Copy every line of the material below word for word, changing no character, number, or bracket.

## Data lines
☆ ☆ ☆ ☆ ☆ ☆ ☆
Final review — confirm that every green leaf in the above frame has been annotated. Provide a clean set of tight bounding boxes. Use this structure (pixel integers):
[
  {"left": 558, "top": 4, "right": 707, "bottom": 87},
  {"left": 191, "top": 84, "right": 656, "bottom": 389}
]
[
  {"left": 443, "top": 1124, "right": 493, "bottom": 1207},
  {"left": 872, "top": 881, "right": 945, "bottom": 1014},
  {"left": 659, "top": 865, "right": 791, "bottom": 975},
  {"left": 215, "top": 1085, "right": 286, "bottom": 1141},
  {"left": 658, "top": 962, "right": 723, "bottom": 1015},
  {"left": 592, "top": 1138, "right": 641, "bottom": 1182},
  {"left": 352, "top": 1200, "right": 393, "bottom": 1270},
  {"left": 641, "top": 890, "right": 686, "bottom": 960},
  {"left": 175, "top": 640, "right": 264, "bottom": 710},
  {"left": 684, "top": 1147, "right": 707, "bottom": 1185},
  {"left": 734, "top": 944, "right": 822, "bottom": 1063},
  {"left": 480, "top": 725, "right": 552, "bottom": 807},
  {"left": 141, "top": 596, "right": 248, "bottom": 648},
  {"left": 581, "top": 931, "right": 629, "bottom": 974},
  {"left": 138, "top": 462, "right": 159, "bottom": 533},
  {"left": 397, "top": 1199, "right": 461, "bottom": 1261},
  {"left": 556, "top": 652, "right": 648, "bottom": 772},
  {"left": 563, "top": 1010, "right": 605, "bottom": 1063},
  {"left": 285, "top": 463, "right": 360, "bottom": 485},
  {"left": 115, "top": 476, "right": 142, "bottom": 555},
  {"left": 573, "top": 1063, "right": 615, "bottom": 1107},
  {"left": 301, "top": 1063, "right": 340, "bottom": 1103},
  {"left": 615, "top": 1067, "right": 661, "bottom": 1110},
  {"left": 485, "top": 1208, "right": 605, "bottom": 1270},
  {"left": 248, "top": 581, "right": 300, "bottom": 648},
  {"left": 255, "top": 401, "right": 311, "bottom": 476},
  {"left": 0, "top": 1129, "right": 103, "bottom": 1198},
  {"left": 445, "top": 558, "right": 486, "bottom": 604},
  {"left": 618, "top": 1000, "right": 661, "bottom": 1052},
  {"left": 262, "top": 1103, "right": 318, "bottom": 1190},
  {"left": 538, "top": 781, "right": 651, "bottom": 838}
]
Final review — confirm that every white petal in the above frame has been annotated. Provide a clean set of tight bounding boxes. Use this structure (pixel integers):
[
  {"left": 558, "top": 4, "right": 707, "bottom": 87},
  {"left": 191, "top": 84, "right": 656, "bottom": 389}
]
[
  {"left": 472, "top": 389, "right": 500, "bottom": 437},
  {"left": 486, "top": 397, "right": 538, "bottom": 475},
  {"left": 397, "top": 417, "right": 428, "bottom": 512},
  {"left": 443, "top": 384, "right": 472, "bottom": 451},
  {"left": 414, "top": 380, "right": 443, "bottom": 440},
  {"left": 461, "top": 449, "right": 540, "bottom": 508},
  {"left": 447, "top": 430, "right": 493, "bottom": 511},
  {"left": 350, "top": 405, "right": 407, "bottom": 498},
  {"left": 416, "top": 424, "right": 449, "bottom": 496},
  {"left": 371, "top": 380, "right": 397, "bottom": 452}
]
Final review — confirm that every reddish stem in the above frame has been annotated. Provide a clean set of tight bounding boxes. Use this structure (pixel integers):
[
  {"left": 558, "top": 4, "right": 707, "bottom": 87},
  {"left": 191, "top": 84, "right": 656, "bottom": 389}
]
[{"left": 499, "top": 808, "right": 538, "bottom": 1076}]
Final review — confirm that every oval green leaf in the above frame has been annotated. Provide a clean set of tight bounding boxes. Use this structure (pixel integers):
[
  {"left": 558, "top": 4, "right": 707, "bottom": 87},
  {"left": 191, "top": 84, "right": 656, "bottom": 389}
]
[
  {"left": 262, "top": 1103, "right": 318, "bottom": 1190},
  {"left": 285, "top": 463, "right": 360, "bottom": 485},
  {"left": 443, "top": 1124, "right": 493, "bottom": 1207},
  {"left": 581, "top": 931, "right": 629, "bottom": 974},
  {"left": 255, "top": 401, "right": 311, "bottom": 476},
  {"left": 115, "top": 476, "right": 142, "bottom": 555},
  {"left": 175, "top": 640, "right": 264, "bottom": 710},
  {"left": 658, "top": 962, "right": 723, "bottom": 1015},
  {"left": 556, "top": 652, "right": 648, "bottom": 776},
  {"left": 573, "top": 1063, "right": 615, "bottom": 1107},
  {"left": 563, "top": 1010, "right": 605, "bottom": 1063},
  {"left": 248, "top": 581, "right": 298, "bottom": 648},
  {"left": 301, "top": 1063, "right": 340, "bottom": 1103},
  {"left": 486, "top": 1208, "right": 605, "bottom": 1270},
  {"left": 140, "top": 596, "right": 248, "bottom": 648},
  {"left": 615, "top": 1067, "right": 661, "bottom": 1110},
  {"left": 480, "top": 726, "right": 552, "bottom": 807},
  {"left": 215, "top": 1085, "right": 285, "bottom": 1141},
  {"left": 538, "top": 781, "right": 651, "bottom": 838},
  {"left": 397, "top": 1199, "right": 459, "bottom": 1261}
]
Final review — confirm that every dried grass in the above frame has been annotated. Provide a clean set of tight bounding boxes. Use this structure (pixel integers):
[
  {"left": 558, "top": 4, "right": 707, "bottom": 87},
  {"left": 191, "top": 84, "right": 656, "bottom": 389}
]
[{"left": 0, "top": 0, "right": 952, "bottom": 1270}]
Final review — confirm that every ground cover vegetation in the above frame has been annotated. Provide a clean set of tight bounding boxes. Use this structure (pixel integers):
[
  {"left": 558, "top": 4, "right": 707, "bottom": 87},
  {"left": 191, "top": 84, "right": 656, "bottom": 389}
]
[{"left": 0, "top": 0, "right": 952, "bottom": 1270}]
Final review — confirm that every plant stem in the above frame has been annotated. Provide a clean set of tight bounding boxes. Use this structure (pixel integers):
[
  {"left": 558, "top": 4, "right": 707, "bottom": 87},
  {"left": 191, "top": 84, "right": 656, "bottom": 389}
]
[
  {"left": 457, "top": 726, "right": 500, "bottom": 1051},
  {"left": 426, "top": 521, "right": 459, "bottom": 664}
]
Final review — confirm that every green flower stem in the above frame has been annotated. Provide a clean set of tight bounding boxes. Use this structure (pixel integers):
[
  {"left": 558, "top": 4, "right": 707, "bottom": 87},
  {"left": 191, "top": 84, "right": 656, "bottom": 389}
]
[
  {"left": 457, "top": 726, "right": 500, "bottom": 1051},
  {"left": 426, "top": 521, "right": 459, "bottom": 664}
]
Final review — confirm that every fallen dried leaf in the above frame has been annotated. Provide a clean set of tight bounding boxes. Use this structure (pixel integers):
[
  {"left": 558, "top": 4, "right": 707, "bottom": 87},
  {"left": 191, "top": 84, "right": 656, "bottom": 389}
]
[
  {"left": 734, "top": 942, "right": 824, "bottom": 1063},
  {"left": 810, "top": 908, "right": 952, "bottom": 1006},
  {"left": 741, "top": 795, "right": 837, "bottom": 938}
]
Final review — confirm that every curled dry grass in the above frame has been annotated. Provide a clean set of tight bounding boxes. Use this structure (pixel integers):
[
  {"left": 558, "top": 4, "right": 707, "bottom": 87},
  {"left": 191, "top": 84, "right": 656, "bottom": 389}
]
☆ ☆ ☆ ☆ ☆ ☆ ☆
## Solution for this exercise
Final review — confirm that every green leaf in the above frame has been annotated. Provide a clean set of tight bounding boxes. Use this structure (pixel integers):
[
  {"left": 558, "top": 4, "right": 707, "bottom": 87},
  {"left": 191, "top": 84, "right": 656, "bottom": 389}
]
[
  {"left": 443, "top": 1124, "right": 493, "bottom": 1207},
  {"left": 872, "top": 881, "right": 945, "bottom": 1014},
  {"left": 659, "top": 865, "right": 791, "bottom": 975},
  {"left": 215, "top": 1085, "right": 286, "bottom": 1141},
  {"left": 658, "top": 962, "right": 723, "bottom": 1015},
  {"left": 592, "top": 1138, "right": 641, "bottom": 1182},
  {"left": 352, "top": 1200, "right": 393, "bottom": 1270},
  {"left": 641, "top": 890, "right": 686, "bottom": 960},
  {"left": 175, "top": 640, "right": 264, "bottom": 710},
  {"left": 684, "top": 1147, "right": 707, "bottom": 1185},
  {"left": 734, "top": 944, "right": 822, "bottom": 1063},
  {"left": 480, "top": 725, "right": 552, "bottom": 807},
  {"left": 141, "top": 596, "right": 248, "bottom": 648},
  {"left": 581, "top": 931, "right": 629, "bottom": 974},
  {"left": 138, "top": 462, "right": 159, "bottom": 533},
  {"left": 397, "top": 1199, "right": 461, "bottom": 1261},
  {"left": 556, "top": 652, "right": 648, "bottom": 772},
  {"left": 563, "top": 1010, "right": 605, "bottom": 1063},
  {"left": 285, "top": 463, "right": 360, "bottom": 485},
  {"left": 115, "top": 476, "right": 142, "bottom": 555},
  {"left": 573, "top": 1063, "right": 615, "bottom": 1107},
  {"left": 301, "top": 1063, "right": 340, "bottom": 1103},
  {"left": 615, "top": 1067, "right": 661, "bottom": 1110},
  {"left": 485, "top": 1208, "right": 605, "bottom": 1270},
  {"left": 248, "top": 581, "right": 300, "bottom": 648},
  {"left": 255, "top": 401, "right": 311, "bottom": 476},
  {"left": 0, "top": 1129, "right": 103, "bottom": 1198},
  {"left": 445, "top": 558, "right": 486, "bottom": 604},
  {"left": 618, "top": 1000, "right": 661, "bottom": 1052},
  {"left": 262, "top": 1103, "right": 318, "bottom": 1190},
  {"left": 538, "top": 781, "right": 651, "bottom": 838}
]
Final review — confirm that every white petal in the above frame has been annotated. Provide a clean set of tight bounding boxes. Use this structure (pixel integers):
[
  {"left": 558, "top": 4, "right": 707, "bottom": 87},
  {"left": 191, "top": 84, "right": 656, "bottom": 389}
]
[
  {"left": 472, "top": 389, "right": 500, "bottom": 437},
  {"left": 486, "top": 397, "right": 538, "bottom": 475},
  {"left": 397, "top": 417, "right": 428, "bottom": 512},
  {"left": 443, "top": 384, "right": 472, "bottom": 451},
  {"left": 414, "top": 380, "right": 443, "bottom": 440},
  {"left": 461, "top": 449, "right": 540, "bottom": 508},
  {"left": 447, "top": 430, "right": 493, "bottom": 511},
  {"left": 350, "top": 405, "right": 407, "bottom": 498},
  {"left": 416, "top": 424, "right": 449, "bottom": 496},
  {"left": 371, "top": 380, "right": 397, "bottom": 452}
]
Final review — confirm that every reddish stem in the above frame has been annotated. Provide a clean set of tight bounding boxes. Use this structure (pixel integers):
[
  {"left": 558, "top": 4, "right": 707, "bottom": 87},
  {"left": 191, "top": 84, "right": 656, "bottom": 389}
]
[{"left": 499, "top": 808, "right": 538, "bottom": 1076}]
Final review — confirm that every oval green leaf in the above frame has been annotated. Provide a clean set of tight bounding boxes. Use this structure (pixel integers):
[
  {"left": 558, "top": 4, "right": 707, "bottom": 87},
  {"left": 191, "top": 84, "right": 656, "bottom": 389}
]
[
  {"left": 262, "top": 1103, "right": 318, "bottom": 1190},
  {"left": 285, "top": 463, "right": 360, "bottom": 485},
  {"left": 443, "top": 1124, "right": 493, "bottom": 1207},
  {"left": 581, "top": 931, "right": 629, "bottom": 974},
  {"left": 255, "top": 401, "right": 311, "bottom": 476},
  {"left": 115, "top": 476, "right": 142, "bottom": 555},
  {"left": 175, "top": 640, "right": 264, "bottom": 710},
  {"left": 658, "top": 962, "right": 723, "bottom": 1015},
  {"left": 556, "top": 652, "right": 648, "bottom": 776},
  {"left": 573, "top": 1063, "right": 615, "bottom": 1107},
  {"left": 563, "top": 1010, "right": 605, "bottom": 1063},
  {"left": 248, "top": 581, "right": 298, "bottom": 648},
  {"left": 301, "top": 1063, "right": 340, "bottom": 1103},
  {"left": 486, "top": 1208, "right": 605, "bottom": 1270},
  {"left": 140, "top": 596, "right": 248, "bottom": 648},
  {"left": 615, "top": 1067, "right": 661, "bottom": 1110},
  {"left": 480, "top": 726, "right": 552, "bottom": 807},
  {"left": 215, "top": 1085, "right": 285, "bottom": 1141},
  {"left": 538, "top": 781, "right": 651, "bottom": 838},
  {"left": 397, "top": 1199, "right": 459, "bottom": 1261}
]
Final review — confirm that every dried grass in the above frame has been annotated. Provide a clean set of tight bounding boxes. Use this structure (pixel integers):
[
  {"left": 558, "top": 4, "right": 707, "bottom": 87},
  {"left": 191, "top": 84, "right": 656, "bottom": 389}
]
[{"left": 0, "top": 0, "right": 952, "bottom": 1270}]
Final review — confirm that every ground cover vegetation in the above frame has been annotated. Provide a clean set of tight bounding boxes. Use this structure (pixel integers):
[
  {"left": 558, "top": 4, "right": 707, "bottom": 87},
  {"left": 191, "top": 84, "right": 656, "bottom": 389}
]
[{"left": 0, "top": 0, "right": 952, "bottom": 1270}]
Final review — confirm that every plant stem in the above frame has been annotated. Provide a clean set of tight bounding boxes. Use this structure (pixel integers):
[
  {"left": 558, "top": 4, "right": 707, "bottom": 87},
  {"left": 191, "top": 84, "right": 656, "bottom": 389}
]
[
  {"left": 457, "top": 726, "right": 500, "bottom": 1051},
  {"left": 426, "top": 521, "right": 459, "bottom": 664}
]
Final review — confirm that every green flower stem in the above frame has been annotated. Provide a clean set of tight bounding boxes. Use this structure (pixel integers):
[
  {"left": 558, "top": 4, "right": 707, "bottom": 87},
  {"left": 191, "top": 84, "right": 656, "bottom": 389}
]
[
  {"left": 457, "top": 726, "right": 500, "bottom": 1051},
  {"left": 426, "top": 521, "right": 459, "bottom": 664}
]
Final review — confirm that every fallen dried leaf in the above frame has been annotated. Provide a clean set of tight bounding boxes. Use this structure (pixel integers):
[
  {"left": 558, "top": 4, "right": 707, "bottom": 87},
  {"left": 191, "top": 84, "right": 656, "bottom": 389}
]
[
  {"left": 734, "top": 942, "right": 824, "bottom": 1063},
  {"left": 810, "top": 908, "right": 952, "bottom": 1006},
  {"left": 741, "top": 795, "right": 837, "bottom": 938}
]
Final review — confirm that every curled dry grass in the above frame has been annotated. Provide a clean set of tight bounding boxes. Use this structure (pixel integers):
[
  {"left": 558, "top": 4, "right": 707, "bottom": 87},
  {"left": 191, "top": 84, "right": 656, "bottom": 389}
]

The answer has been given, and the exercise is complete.